◆ **Entries**
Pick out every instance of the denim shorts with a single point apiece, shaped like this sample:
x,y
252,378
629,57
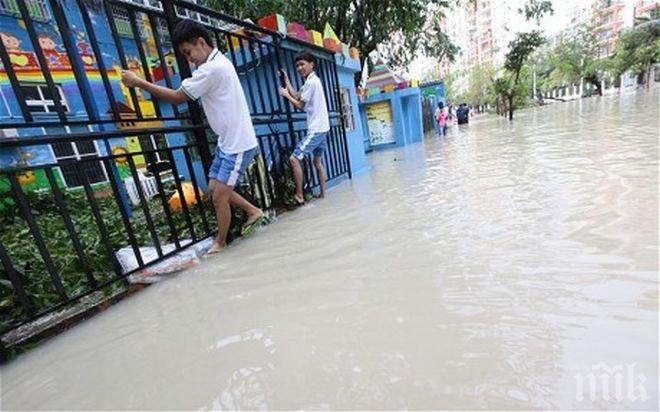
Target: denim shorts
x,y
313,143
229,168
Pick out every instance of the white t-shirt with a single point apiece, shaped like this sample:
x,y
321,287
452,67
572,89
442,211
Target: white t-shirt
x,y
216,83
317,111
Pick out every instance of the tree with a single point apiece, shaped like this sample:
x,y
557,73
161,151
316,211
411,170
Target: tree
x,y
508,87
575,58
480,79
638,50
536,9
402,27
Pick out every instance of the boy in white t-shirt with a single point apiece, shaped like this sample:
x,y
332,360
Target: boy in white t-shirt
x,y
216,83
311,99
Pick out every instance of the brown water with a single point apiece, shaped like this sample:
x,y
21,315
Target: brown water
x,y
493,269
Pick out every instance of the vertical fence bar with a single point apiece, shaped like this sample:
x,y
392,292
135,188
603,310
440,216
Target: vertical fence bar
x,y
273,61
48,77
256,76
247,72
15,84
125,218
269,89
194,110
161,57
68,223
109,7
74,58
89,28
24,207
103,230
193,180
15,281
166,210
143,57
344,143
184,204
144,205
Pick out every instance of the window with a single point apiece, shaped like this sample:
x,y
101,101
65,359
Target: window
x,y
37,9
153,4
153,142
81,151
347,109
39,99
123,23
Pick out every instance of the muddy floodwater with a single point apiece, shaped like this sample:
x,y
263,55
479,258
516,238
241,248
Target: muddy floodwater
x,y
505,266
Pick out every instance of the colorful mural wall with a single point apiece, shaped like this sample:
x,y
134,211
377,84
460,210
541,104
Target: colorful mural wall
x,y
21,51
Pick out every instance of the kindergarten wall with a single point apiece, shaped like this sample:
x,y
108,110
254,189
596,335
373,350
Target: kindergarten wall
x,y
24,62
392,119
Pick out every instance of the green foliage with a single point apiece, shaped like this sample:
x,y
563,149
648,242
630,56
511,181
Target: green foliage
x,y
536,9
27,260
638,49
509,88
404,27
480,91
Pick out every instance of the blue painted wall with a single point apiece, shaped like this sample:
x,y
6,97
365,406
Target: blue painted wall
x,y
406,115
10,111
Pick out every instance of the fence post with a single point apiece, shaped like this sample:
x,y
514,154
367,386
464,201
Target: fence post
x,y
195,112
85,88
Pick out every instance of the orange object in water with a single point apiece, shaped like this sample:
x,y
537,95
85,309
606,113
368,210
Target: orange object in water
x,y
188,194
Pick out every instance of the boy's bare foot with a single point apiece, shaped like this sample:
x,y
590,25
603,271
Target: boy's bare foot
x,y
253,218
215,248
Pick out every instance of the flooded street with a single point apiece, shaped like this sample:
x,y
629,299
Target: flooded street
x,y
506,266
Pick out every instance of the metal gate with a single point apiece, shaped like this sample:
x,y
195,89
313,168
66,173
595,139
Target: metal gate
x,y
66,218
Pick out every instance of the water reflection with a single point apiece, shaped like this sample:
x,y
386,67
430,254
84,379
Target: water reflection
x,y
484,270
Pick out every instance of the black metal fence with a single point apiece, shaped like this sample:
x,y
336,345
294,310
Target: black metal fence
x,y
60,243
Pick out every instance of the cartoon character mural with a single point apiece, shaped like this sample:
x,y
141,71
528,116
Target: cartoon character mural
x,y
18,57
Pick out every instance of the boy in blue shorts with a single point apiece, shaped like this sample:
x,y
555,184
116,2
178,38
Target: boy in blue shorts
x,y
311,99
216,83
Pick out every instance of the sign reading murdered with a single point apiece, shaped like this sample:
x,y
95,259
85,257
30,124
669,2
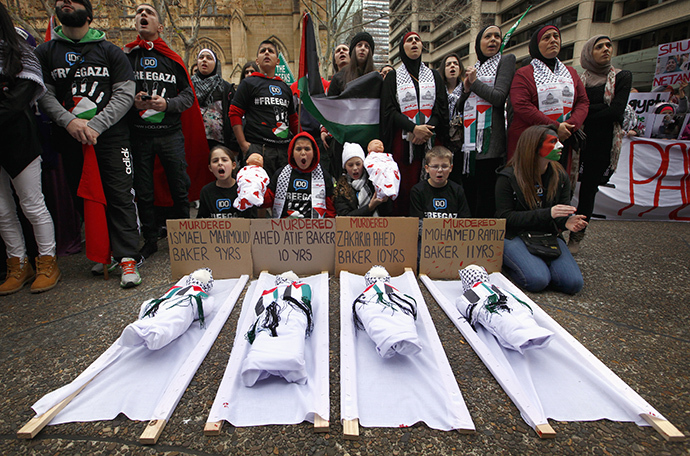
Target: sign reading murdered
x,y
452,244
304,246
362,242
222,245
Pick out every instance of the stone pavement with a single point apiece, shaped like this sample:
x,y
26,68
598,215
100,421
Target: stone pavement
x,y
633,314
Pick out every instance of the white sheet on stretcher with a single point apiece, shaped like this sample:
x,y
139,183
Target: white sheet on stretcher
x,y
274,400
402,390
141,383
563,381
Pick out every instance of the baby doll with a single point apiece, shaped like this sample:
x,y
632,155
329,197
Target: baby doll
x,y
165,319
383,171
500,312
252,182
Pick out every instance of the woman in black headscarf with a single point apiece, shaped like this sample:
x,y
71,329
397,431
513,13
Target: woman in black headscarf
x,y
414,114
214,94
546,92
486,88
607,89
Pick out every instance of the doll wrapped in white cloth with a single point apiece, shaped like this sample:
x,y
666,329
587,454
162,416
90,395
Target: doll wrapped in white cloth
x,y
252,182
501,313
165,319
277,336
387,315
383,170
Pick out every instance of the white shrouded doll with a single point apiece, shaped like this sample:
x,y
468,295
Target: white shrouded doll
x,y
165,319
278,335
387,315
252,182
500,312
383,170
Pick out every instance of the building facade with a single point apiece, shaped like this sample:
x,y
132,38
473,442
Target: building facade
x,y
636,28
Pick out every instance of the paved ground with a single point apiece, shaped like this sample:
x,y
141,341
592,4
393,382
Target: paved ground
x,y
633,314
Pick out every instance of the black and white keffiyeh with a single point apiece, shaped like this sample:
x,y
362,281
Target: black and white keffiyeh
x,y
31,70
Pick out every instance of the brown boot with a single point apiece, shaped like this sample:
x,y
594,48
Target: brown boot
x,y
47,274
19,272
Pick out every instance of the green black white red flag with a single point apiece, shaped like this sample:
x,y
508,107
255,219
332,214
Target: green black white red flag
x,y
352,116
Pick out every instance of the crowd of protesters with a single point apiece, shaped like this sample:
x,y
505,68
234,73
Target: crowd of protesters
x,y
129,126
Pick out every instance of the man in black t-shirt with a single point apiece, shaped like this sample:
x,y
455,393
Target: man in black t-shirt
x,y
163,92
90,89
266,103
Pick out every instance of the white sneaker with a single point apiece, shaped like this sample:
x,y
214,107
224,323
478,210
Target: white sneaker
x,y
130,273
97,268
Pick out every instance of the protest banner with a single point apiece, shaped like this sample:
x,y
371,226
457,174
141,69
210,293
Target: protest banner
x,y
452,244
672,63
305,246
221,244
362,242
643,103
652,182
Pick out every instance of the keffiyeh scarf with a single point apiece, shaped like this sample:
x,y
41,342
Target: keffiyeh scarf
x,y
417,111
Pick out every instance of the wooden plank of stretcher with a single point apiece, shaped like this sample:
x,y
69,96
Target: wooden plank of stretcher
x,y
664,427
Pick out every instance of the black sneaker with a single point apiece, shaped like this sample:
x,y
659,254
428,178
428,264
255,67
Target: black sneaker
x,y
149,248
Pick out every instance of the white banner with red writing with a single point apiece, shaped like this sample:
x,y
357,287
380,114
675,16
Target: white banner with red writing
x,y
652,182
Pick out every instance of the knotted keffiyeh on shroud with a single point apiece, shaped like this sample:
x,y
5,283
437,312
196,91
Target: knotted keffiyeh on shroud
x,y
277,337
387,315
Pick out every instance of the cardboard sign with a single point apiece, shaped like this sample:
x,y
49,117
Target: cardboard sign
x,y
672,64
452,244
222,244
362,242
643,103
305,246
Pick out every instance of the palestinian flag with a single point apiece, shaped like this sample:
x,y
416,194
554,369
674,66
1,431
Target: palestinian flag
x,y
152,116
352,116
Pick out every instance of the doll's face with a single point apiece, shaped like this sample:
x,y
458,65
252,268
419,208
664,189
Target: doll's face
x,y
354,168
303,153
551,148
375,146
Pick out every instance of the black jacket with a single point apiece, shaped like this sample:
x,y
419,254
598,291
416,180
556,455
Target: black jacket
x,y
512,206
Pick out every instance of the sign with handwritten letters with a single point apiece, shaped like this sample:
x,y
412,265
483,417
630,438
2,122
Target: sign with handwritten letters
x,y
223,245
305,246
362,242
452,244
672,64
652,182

◆ **Given request**
Copy the entries exactly. Leave out the images.

◆ **Answer in full**
Pick out every instance of the denim shorts with a single point apiece, shaped like this sample:
x,y
252,378
629,57
Target: denim shorts
x,y
313,143
229,168
Pick out every instance of the white t-shirt with a single point apiece, shaped like this sample:
x,y
321,287
452,67
572,89
442,211
Target: white t-shirt
x,y
216,83
317,111
Pick out every instance of the tree with a single point apiece, shaped like this sample:
x,y
557,73
161,151
316,211
411,170
Target: tree
x,y
508,87
575,58
480,79
638,50
536,9
402,27
Pick out every instance of the boy in white t-shirt with a single point apiece, shaped like this sample:
x,y
332,360
Target: boy in white t-shirt
x,y
216,83
311,99
Pick out every instance of the brown water with a single point apiece, shaped like this sample:
x,y
21,315
Target: brown water
x,y
493,269
Pick out every instance of the vertical fence bar with a single point apiece, shaped like this sample:
x,y
392,292
135,188
603,310
440,216
Target: vertical fence bar
x,y
273,61
48,77
256,76
247,72
15,84
125,218
269,89
194,110
161,57
68,223
109,7
74,58
89,28
24,207
103,230
193,180
15,281
166,210
143,57
344,143
184,204
144,205
Pick out every instance of the window with a single point apiece, shaped like this sample:
x,y
101,101
65,359
Target: window
x,y
37,9
153,4
153,142
81,151
347,109
39,99
123,23
Pick out every instance of the muddy floodwater with a single point apiece, shaped like this sample:
x,y
263,55
479,258
516,238
241,248
Target: muddy floodwater
x,y
505,266
Pick out every instance of the colorful mural wall with a single point apiece, shaped like this sample:
x,y
134,211
377,84
460,210
541,104
Target: colorful mural wall
x,y
21,51
Pick out every instance of the kindergarten wall with a single point apiece, shaped like this sample:
x,y
108,110
254,189
596,335
373,350
Target: kindergarten wall
x,y
24,62
392,119
Pick out every instance of the green foliage with a single point apiece, shaped like this sample:
x,y
563,149
648,242
630,56
511,181
Target: green foliage
x,y
536,9
27,260
638,49
509,88
404,27
480,91
Pick out every instance of the blue painted wall with a single point apiece, shaped like this sample:
x,y
6,97
365,406
Target: blue painted wall
x,y
406,115
10,111
Pick out every instance of the fence post with a single point apiece, shaped like this sample:
x,y
514,154
367,386
464,201
Target: fence post
x,y
195,112
85,88
Pick out every instance of the orange object in water with a single point apiece, shaped like this sample:
x,y
537,95
85,309
606,113
368,210
Target: orange object in water
x,y
188,194
Pick out every instance of the boy's bare foot with a single point apiece, shaped like this sample:
x,y
590,25
603,271
Target: boy's bare foot
x,y
253,218
215,248
Pick out every instance of the flooded street with a single point apiece, shaped like this sample:
x,y
629,299
Target: flooded street
x,y
506,266
Pick out every instance of the metal gate with a single point apiece, shaped like this sample:
x,y
195,89
313,168
66,173
595,139
Target: metal gate
x,y
66,218
Pick out every instance of the water reflection with a single point apiece, shaped like this sample:
x,y
386,67
430,254
84,379
Target: water reflection
x,y
484,270
Pick out every instance of the black metal fence with a single point apiece, shaped like this sample:
x,y
336,345
294,310
Target: black metal fence
x,y
60,243
Pick out every instance of the cartoon character mural with a single point apiece, shaped like this sample:
x,y
141,71
528,116
Target: cartoon character mural
x,y
18,57
Pick out every instance of the boy in blue shorts with a single point apiece, shaped like this sample:
x,y
555,184
116,2
178,38
Target: boy in blue shorts
x,y
311,99
216,83
Pick out every instance of the sign reading murdered with a single point apiece, shaped like this sample:
x,y
95,259
85,257
30,124
669,2
Target: sign reading murdered
x,y
452,244
304,246
362,242
222,245
Pick out every instance of the stone pavement with a single point apiece, shaped like this sample:
x,y
26,68
598,215
100,421
Target: stone pavement
x,y
633,314
Pick out every instance of the white sheet on stretcher with a single point apiece, shaped like this sample:
x,y
139,183
Target: white sheet on stretcher
x,y
274,400
402,390
141,383
563,381
Pick out every instance of the baby doll with a single point apiece, shaped like this sample:
x,y
632,155
329,197
Target: baby doll
x,y
165,319
383,171
500,312
252,182
Pick out every instance of the woman in black headscarf with a single point apiece, shaped like this sample:
x,y
71,329
397,431
513,13
Target: woman in black headscarf
x,y
414,114
214,94
546,92
486,88
607,89
Pick out every instance of the doll wrapped in white cloth with a single point apiece, shaped like this sample:
x,y
666,329
587,454
162,416
90,395
Target: doll wrapped in white cloth
x,y
252,182
501,313
165,319
277,336
387,315
383,170
Pick out every instance of the white shrouded doll with a single point apiece, shaped like this sample:
x,y
468,295
Target: white shrouded doll
x,y
165,319
278,335
387,315
252,182
500,312
383,170
Pick out every instance of the building facade with a single point apiece, shaped like this sample:
x,y
132,38
473,442
Target: building facade
x,y
636,28
Pick out every instance of the paved ground with a single point apiece, shaped like this sample:
x,y
141,341
592,4
393,382
Target: paved ground
x,y
633,314
Pick out every instance of the black and white keffiyeh with a single point apiece, shaped like this sample:
x,y
362,281
Target: black and white keffiyeh
x,y
31,70
Pick out every instance of the brown boot with a single point apiece, shaped like this sample:
x,y
594,48
Target: brown boot
x,y
47,274
19,272
Pick out every instance of the green black white red flag with a single point apiece, shaped like this sample:
x,y
508,107
255,219
332,214
Target: green black white red flag
x,y
352,116
Pick out every instance of the crowd of protesters with a single point apiece, shaped like this sample:
x,y
505,68
234,73
Target: crowd of protesters
x,y
129,126
Pick out every instance of the man in black t-shirt with a single point apiece, shaped like this sample:
x,y
455,393
Target: man in black t-shirt
x,y
163,92
90,89
266,103
Pick out every instance of the white sneaker with a single point apiece, shaped like this sample:
x,y
214,107
224,323
478,210
Target: white sneaker
x,y
130,273
97,268
Pick out every instance of the protest banner with a single point apiece, shaped like this sample:
x,y
371,226
457,174
141,69
210,293
Target: protest banner
x,y
452,244
672,63
305,246
221,244
362,242
643,103
652,182
Pick out every instance of the keffiyeh scarf with a single point apiece, shaped like this sample:
x,y
41,342
Target: keffiyeh scarf
x,y
417,111
Pick out every instance of the wooden plank of stretcher with a single point apiece, shaped like this sample:
x,y
69,96
Target: wooden plank of stretcher
x,y
664,427
Pick out every instance of the black sneaker with a single point apiece, shaped like this sample:
x,y
659,254
428,178
428,264
255,67
Target: black sneaker
x,y
149,248
Pick out every instance of the white banner with red writing with a single point apiece, shaped like this sample:
x,y
357,287
380,114
675,16
Target: white banner with red writing
x,y
652,182
Pick out every instance of the knotted keffiyeh on shroud with a single point apiece, shaped like this sample:
x,y
5,283
437,312
196,91
Target: knotted keffiyeh on shroud
x,y
277,337
387,315
Pick out every instance of the cardboard sign with a single point apiece, shaped like this sample:
x,y
49,117
Target: cardboard sign
x,y
672,64
452,244
222,244
362,242
643,103
305,246
Pick out every instance of the palestinian flag with a single point apiece, shaped like this sample:
x,y
416,194
554,369
674,66
1,431
Target: palestinian flag
x,y
152,116
352,116
Pick out every instance of the doll's face with a single point apiece, shaped like this sample:
x,y
458,65
252,268
419,208
664,189
Target: doll's face
x,y
354,168
303,153
551,148
375,146
Pick out every instance of the black jacket with a single point apiece, shaped like this sample:
x,y
419,254
598,291
416,180
556,455
Target: black jacket
x,y
512,206
Pick out every instance of the sign with handwritten letters with a single point apiece, shaped like this sample:
x,y
412,265
483,417
630,438
2,122
Target: sign with handwritten letters
x,y
223,245
305,246
362,242
452,244
672,64
652,182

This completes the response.